__Task goal__: Starting at the top line, print the entries below exactly as they are and skip every picture.

*** Records for this task Section Begins ***

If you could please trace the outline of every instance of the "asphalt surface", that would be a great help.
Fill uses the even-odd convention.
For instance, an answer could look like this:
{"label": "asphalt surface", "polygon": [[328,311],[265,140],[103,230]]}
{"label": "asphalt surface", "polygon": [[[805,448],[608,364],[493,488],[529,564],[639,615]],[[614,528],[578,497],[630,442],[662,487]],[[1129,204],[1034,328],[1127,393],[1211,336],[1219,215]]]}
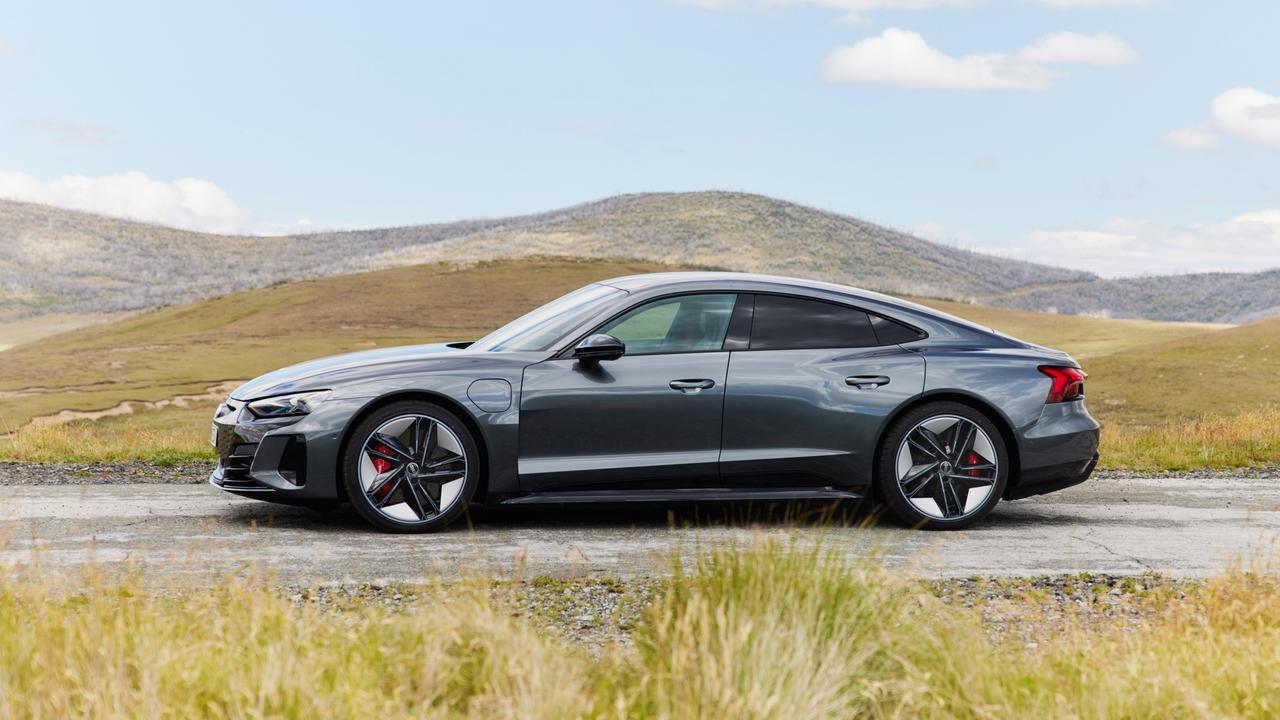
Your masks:
{"label": "asphalt surface", "polygon": [[245,500],[207,485],[0,487],[0,562],[72,574],[136,566],[177,582],[249,568],[280,582],[417,581],[444,574],[651,576],[725,541],[823,541],[929,577],[1149,571],[1199,576],[1269,563],[1280,536],[1275,477],[1115,477],[1001,503],[960,532],[920,532],[820,506],[478,511],[470,527],[386,535],[349,509],[321,513]]}

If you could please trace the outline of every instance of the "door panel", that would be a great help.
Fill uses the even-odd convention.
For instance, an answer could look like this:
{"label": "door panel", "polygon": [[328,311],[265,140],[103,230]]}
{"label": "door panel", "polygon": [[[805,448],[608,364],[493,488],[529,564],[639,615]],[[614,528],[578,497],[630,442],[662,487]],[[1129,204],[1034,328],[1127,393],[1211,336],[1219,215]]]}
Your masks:
{"label": "door panel", "polygon": [[531,365],[520,393],[521,487],[714,484],[728,364],[729,353],[706,352]]}
{"label": "door panel", "polygon": [[923,389],[924,359],[896,345],[735,351],[721,479],[734,485],[869,483],[881,426]]}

*** Records for this task Section Ends ***

__Finished exercise__:
If you could please trace the outline of every instance of the "asphalt surface", that would be a great help.
Fill uses the even-odd convention.
For instance, an answer could look like this:
{"label": "asphalt surface", "polygon": [[328,311],[265,140],[103,230]]}
{"label": "asphalt surface", "polygon": [[[805,448],[608,364],[493,488],[529,564],[639,615]],[[614,528],[578,497],[630,442],[662,487]],[[1129,204],[1034,328],[1127,393],[1211,336],[1219,215]]]}
Your masks:
{"label": "asphalt surface", "polygon": [[245,500],[207,485],[0,487],[0,562],[72,574],[136,566],[177,582],[249,568],[280,582],[417,581],[444,574],[651,576],[725,541],[823,541],[929,577],[1149,571],[1199,576],[1269,563],[1280,536],[1275,477],[1115,477],[1001,503],[960,532],[920,532],[820,506],[478,511],[470,527],[386,535],[349,509],[321,513]]}

If you could please trace the outline of every instance of the "door panel", that would be a great help.
Fill uses the even-odd convention.
For instance, an answer could look like this:
{"label": "door panel", "polygon": [[328,311],[265,140],[103,230]]}
{"label": "door panel", "polygon": [[[805,448],[608,364],[493,488],[529,564],[639,615]],[[614,528],[578,497],[630,442],[662,487]],[[1129,204],[1034,328],[1127,393],[1211,336],[1219,215]]]}
Your masks:
{"label": "door panel", "polygon": [[531,365],[520,393],[521,487],[714,484],[728,364],[729,353],[706,352]]}
{"label": "door panel", "polygon": [[923,389],[924,359],[896,345],[735,351],[721,479],[734,485],[869,483],[881,426]]}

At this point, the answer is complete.